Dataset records
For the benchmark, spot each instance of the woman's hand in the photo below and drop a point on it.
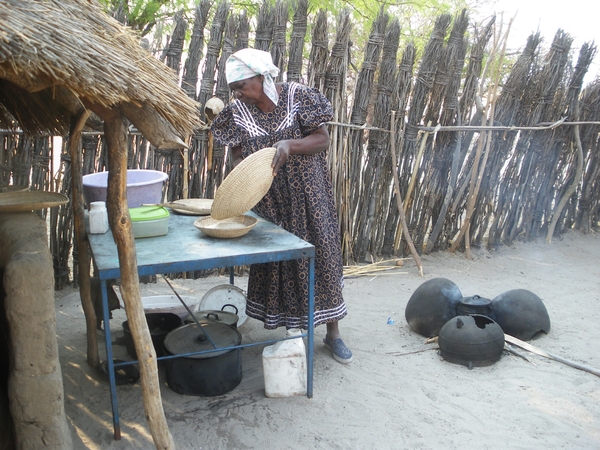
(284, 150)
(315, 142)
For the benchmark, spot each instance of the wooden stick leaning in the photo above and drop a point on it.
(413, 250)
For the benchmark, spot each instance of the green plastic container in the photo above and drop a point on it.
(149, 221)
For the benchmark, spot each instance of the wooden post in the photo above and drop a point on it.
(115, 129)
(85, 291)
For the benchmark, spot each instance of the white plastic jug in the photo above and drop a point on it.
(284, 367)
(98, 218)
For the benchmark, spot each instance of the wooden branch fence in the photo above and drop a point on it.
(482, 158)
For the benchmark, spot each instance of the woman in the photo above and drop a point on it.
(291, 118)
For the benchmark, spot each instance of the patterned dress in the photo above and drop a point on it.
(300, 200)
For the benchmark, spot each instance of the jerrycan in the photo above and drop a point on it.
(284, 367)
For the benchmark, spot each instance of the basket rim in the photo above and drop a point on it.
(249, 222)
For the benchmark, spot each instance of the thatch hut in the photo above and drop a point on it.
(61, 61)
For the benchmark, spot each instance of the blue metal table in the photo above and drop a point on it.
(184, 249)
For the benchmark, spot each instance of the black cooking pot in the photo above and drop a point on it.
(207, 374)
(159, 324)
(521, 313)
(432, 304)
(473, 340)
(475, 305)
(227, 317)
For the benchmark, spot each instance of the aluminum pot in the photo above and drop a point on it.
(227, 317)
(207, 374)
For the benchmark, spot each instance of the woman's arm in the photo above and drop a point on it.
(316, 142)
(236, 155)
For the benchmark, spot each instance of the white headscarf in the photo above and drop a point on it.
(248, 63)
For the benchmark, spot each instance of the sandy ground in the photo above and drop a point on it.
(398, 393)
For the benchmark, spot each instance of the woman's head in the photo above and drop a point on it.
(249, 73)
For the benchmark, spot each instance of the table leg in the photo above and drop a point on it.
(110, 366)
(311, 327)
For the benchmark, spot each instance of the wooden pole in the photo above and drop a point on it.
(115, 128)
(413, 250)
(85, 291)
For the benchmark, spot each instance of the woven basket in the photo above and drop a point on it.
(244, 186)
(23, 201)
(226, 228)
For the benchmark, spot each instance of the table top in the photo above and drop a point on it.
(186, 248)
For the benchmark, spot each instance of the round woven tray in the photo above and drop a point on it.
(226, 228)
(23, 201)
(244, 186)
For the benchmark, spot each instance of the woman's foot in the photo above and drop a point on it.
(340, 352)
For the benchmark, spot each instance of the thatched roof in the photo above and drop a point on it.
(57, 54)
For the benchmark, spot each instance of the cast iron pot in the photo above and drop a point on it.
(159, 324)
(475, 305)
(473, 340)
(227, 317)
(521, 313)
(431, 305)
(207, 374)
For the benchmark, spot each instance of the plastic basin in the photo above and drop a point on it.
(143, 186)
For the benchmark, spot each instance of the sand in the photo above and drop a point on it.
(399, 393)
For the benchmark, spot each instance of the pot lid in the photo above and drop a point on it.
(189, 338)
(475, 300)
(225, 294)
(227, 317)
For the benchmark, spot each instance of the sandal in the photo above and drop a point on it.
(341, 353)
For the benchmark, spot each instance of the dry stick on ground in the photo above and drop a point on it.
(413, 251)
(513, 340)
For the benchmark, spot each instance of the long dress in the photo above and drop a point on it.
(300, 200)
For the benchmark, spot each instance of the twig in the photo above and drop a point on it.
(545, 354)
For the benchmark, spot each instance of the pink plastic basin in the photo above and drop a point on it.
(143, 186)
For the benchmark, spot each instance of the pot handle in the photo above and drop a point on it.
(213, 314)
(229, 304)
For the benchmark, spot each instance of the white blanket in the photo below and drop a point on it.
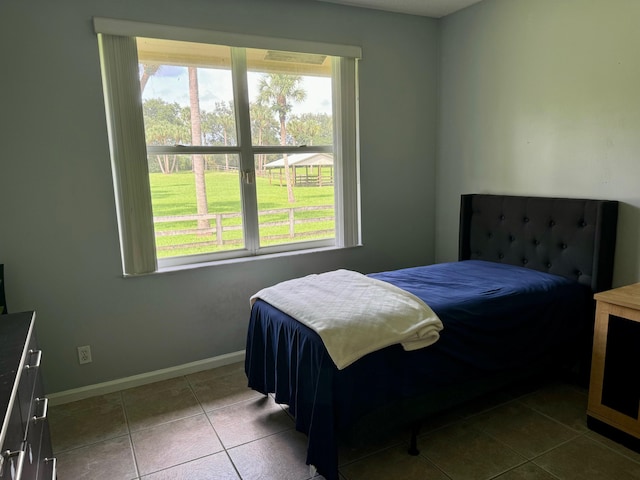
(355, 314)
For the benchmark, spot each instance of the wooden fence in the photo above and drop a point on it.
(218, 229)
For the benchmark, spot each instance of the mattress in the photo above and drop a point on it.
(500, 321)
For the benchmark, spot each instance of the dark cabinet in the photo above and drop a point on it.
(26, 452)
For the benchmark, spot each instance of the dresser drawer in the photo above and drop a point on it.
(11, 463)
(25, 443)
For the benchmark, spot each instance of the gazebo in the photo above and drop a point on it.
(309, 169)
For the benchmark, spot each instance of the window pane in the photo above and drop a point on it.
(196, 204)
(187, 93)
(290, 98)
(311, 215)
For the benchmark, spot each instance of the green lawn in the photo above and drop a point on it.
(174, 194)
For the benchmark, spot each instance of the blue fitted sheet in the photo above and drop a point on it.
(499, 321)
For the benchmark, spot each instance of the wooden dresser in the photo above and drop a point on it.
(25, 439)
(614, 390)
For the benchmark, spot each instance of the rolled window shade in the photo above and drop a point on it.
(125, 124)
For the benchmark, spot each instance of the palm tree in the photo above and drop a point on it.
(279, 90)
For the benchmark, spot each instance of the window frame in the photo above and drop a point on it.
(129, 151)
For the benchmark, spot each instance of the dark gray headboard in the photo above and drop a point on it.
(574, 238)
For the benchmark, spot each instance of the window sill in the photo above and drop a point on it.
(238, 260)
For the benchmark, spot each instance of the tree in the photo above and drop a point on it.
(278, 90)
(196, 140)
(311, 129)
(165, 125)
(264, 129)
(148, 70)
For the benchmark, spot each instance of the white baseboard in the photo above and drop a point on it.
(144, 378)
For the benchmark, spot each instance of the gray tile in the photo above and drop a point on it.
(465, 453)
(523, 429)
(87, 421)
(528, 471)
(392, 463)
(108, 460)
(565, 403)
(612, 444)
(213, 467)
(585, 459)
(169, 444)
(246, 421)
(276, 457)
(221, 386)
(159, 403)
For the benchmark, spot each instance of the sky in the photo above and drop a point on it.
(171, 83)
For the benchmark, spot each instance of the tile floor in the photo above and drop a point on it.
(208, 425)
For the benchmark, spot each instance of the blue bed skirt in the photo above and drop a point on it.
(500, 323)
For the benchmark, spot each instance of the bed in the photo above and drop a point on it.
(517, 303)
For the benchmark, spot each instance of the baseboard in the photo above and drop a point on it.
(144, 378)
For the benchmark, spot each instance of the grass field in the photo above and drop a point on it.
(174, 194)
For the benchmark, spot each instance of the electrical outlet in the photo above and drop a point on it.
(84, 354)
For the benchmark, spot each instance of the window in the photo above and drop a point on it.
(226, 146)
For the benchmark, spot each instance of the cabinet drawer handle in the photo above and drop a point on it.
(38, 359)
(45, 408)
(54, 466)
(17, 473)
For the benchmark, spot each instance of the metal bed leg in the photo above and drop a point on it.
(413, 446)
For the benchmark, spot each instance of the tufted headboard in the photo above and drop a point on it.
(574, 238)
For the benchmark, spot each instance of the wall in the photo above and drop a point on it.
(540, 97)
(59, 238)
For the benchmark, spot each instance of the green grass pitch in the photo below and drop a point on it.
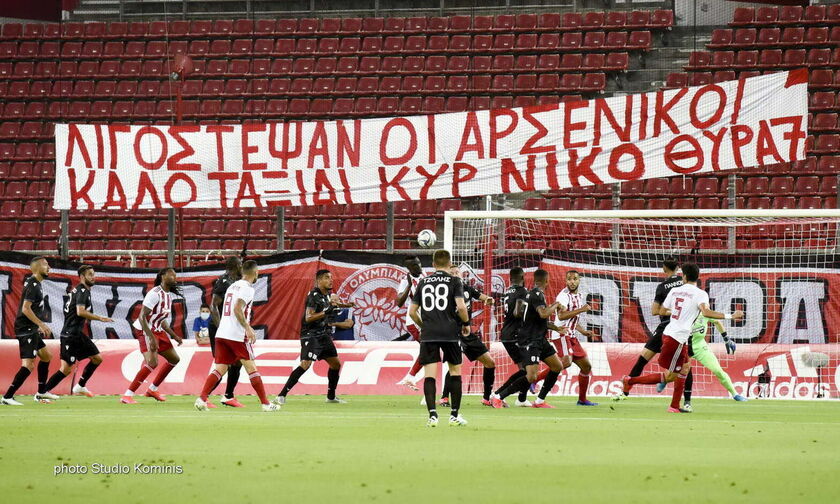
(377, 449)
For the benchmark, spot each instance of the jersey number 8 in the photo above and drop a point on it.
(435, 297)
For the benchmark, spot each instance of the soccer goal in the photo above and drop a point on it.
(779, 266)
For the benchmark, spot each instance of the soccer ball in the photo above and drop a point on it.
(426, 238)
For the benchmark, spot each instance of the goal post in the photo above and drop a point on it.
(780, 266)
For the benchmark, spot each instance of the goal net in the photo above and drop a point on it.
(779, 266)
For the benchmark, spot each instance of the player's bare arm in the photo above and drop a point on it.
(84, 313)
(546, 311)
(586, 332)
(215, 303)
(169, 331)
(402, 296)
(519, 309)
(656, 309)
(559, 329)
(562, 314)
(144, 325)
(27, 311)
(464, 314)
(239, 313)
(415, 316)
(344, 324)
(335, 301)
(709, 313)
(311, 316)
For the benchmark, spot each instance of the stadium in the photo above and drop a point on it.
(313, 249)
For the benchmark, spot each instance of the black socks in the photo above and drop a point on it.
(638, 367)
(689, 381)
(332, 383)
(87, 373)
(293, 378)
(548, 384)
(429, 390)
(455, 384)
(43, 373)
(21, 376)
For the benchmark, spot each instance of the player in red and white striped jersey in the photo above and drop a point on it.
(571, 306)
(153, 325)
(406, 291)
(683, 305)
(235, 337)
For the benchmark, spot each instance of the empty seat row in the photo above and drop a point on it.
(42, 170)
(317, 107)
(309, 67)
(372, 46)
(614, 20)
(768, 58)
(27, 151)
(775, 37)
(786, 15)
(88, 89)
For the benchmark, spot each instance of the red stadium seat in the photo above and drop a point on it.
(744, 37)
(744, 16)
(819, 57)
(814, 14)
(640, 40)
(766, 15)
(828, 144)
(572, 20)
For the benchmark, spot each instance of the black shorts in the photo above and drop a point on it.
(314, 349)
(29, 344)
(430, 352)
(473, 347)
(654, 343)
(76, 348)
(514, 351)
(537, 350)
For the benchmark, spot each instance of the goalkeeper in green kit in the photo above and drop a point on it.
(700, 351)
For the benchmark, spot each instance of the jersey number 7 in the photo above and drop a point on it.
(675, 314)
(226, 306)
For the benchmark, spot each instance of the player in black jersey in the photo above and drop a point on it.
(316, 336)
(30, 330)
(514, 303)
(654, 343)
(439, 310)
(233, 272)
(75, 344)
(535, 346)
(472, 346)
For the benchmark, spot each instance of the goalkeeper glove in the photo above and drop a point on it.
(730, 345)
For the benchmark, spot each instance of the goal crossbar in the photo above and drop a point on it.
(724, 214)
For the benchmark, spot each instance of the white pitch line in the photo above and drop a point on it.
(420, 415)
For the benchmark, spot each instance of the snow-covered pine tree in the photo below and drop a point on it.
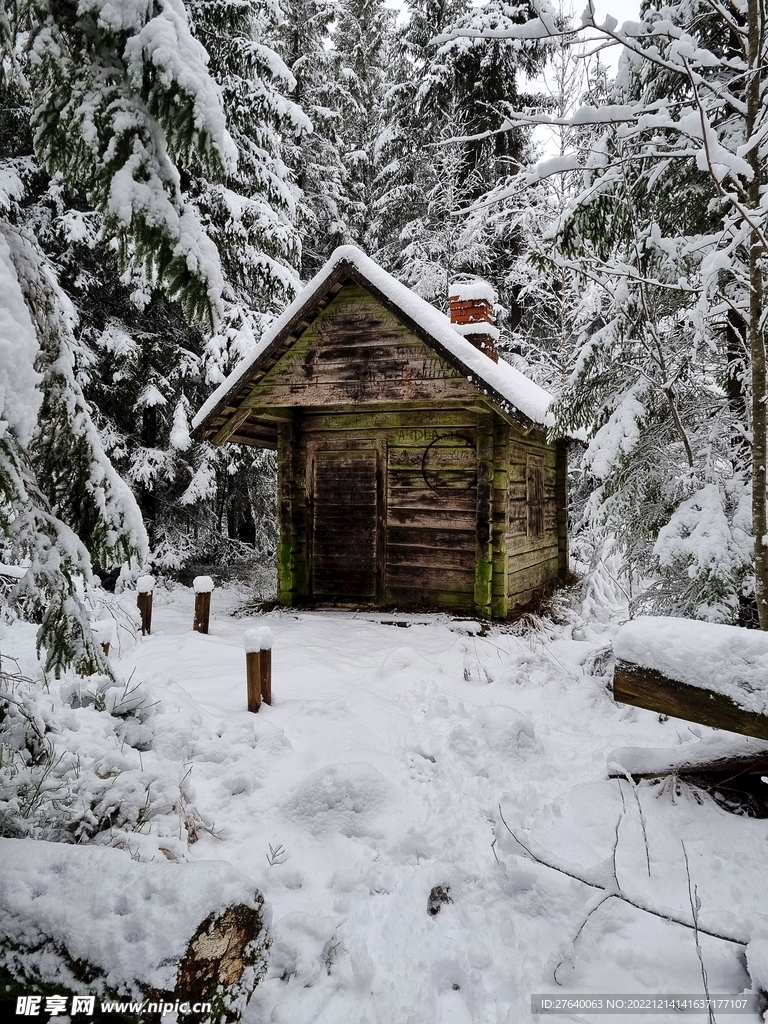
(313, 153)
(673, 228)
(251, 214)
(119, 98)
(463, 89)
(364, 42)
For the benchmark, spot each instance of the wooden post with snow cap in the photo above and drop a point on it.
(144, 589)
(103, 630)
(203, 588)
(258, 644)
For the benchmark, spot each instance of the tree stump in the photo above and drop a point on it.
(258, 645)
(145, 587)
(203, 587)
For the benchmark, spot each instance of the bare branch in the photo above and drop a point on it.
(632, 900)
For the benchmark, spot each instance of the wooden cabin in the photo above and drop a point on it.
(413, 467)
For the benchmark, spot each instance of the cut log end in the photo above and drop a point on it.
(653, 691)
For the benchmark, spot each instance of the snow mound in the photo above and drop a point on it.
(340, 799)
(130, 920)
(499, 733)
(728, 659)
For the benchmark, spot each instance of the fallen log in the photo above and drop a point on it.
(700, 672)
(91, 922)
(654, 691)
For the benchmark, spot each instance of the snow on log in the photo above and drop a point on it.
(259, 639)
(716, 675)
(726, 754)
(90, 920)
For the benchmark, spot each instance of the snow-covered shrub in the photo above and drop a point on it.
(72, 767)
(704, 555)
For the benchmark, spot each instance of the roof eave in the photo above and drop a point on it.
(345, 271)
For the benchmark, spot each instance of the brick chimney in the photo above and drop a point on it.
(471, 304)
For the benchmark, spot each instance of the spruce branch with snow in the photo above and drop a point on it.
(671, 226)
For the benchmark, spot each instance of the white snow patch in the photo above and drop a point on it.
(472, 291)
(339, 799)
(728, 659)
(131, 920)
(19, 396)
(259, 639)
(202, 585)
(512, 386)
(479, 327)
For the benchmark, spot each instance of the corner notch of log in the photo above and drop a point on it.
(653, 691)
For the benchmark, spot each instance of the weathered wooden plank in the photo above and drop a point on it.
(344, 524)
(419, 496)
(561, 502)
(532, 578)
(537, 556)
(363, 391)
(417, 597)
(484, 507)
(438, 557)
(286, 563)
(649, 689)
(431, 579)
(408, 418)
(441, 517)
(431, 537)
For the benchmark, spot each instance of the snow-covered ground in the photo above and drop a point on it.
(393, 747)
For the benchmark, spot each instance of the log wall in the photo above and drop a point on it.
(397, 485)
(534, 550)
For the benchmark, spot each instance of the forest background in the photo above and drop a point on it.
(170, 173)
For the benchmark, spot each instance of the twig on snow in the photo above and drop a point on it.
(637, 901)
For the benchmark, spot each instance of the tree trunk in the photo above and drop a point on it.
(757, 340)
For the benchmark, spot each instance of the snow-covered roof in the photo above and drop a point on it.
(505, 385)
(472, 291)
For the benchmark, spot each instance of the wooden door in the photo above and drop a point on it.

AIM OF THE TASK - Repeat only the stretch of lines that begins at the line containing "For the benchmark, spot each instance of the snow-covered shrub" and ends at the last line above, both included.

EXPECTED ANSWER -
For the benchmark, spot each instance of the snow-covered shrub in the photo above and drop a point on it.
(72, 767)
(704, 555)
For the benchmark, spot each instance of the roof eave in the photo above and drop a point on it.
(345, 271)
For the benchmark, spot each instance of the brick chimney in the photo above and drop a point on it.
(471, 304)
For the benchmark, spot each instance of the spruce branch with snow in the photo above and drop a point on it.
(671, 226)
For the benchmark, spot each instance of the white snow patch in the photo above and drop a point on it.
(472, 291)
(339, 799)
(728, 659)
(131, 920)
(19, 396)
(259, 639)
(202, 585)
(512, 386)
(479, 327)
For the benchmark, spot each instance of the corner notch of log in the photo above and drop a point on it.
(653, 691)
For the benchmark, spot each instance of the weathered wooden plank in the photo above and drop a point on it.
(344, 524)
(419, 496)
(561, 502)
(532, 578)
(537, 556)
(363, 391)
(417, 597)
(484, 507)
(438, 557)
(286, 563)
(649, 689)
(431, 579)
(408, 418)
(441, 517)
(431, 537)
For the benchmark, spot each instance of the snow-covered ground in the photo above and drop a point on it.
(393, 747)
For the benchmark, spot each instance of the log wall in the photo above and drop a point on it.
(397, 485)
(534, 550)
For the benchmark, spot each instance of the forest background in the photo above and drop a point on it.
(170, 173)
For the benchmark, spot each instance of the twig on snow in the photo above and drop a point on it.
(637, 901)
For the benchmark, spot each instance of the tree trunk in the photo above and drop a point on it.
(757, 340)
For the benchmark, spot each instance of the snow-covered roof in the photo above and drop a point on it.
(505, 385)
(472, 291)
For the benchmark, spot each instance of the wooden door in the photo above and drop a point on it.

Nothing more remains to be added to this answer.